• **Given text**
╔══
Keen observers, motivated parents and youth coaches noticed that the 2017 USA Cycling Cyclocross National Championships schedule is missing the Junior 9-10 age group.
The change is a reversal from the addition of the Junior 9-10 age group for the 2014 Nationals in Boulder. That change extended Nationals eligibility to 9-year-old boys and girls. In Verona in 2013 and at earlier events, Nationals started with the Junior 10-12 age group.
To understand the change for Hartford in 2017, we reached out Micah Rice, USA Cycling’s Vice President of National Events. Rice confirmed that the change is indeed true, and not a scheduling oversight.
Here’s Rice’s response:
“After discussing with our Cyclocross Committee, we have removed the 9-10 group and focused championships on our slightly older junior racers.
╚══
• **What you will do**
[A] State whether each statement agrees with the cyclocross nationals article, answering yes or no and quoting the deciding words: (i) the Junior 9-10 age group was added for the 2014 Nationals in Boulder; (ii) in Verona in 2013, Nationals started with the Junior 9-10 age group; (iii) Rice called the missing age group a scheduling oversight.
[B] Repeat the passage of the cyclocross nationals article from "The change is a" to "10-12 age group.".
The entries that follow come from a separate source.

• **Records supplied**
╔══
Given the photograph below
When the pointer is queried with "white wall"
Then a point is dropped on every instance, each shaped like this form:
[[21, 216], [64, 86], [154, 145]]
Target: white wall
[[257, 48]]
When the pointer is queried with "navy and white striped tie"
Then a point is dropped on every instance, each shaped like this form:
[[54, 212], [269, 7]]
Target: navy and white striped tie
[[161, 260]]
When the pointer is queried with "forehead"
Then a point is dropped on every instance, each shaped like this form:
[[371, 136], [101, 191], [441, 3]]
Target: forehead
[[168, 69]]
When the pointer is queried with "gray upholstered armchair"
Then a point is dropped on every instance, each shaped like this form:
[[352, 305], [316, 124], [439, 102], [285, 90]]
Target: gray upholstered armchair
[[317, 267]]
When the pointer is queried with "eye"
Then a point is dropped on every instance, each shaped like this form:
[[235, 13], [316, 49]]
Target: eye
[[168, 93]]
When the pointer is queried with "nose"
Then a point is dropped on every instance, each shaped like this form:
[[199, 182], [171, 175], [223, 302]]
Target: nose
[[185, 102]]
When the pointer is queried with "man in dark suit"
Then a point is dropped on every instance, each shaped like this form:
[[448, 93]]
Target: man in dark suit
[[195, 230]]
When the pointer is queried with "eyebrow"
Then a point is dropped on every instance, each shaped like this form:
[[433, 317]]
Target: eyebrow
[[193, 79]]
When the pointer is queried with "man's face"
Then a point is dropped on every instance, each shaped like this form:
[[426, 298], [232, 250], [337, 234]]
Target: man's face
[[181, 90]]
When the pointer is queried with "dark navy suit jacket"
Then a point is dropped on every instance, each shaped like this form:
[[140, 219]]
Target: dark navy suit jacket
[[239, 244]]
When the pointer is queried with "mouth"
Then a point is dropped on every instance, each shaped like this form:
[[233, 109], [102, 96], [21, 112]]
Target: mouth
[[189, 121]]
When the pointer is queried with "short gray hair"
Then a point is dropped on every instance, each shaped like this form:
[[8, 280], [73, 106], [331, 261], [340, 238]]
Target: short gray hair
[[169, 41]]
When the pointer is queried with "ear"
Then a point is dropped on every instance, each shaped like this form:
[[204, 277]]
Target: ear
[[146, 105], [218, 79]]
╚══
• **Solutions per task**
[A]
(i) Yes: "the addition of the Junior 9-10 age group for the 2014 Nationals in Boulder"
(ii) No: "In Verona in 2013 and at earlier events, Nationals started with the Junior 10-12 age group."
(iii) No: "Rice confirmed that the change is indeed true, and not a scheduling oversight."

[B]
The change is a reversal from the addition of the Junior 9-10 age group for the 2014 Nationals in Boulder. That change extended Nationals eligibility to 9-year-old boys and girls. In Verona in 2013 and at earlier events, Nationals started with the Junior 10-12 age group.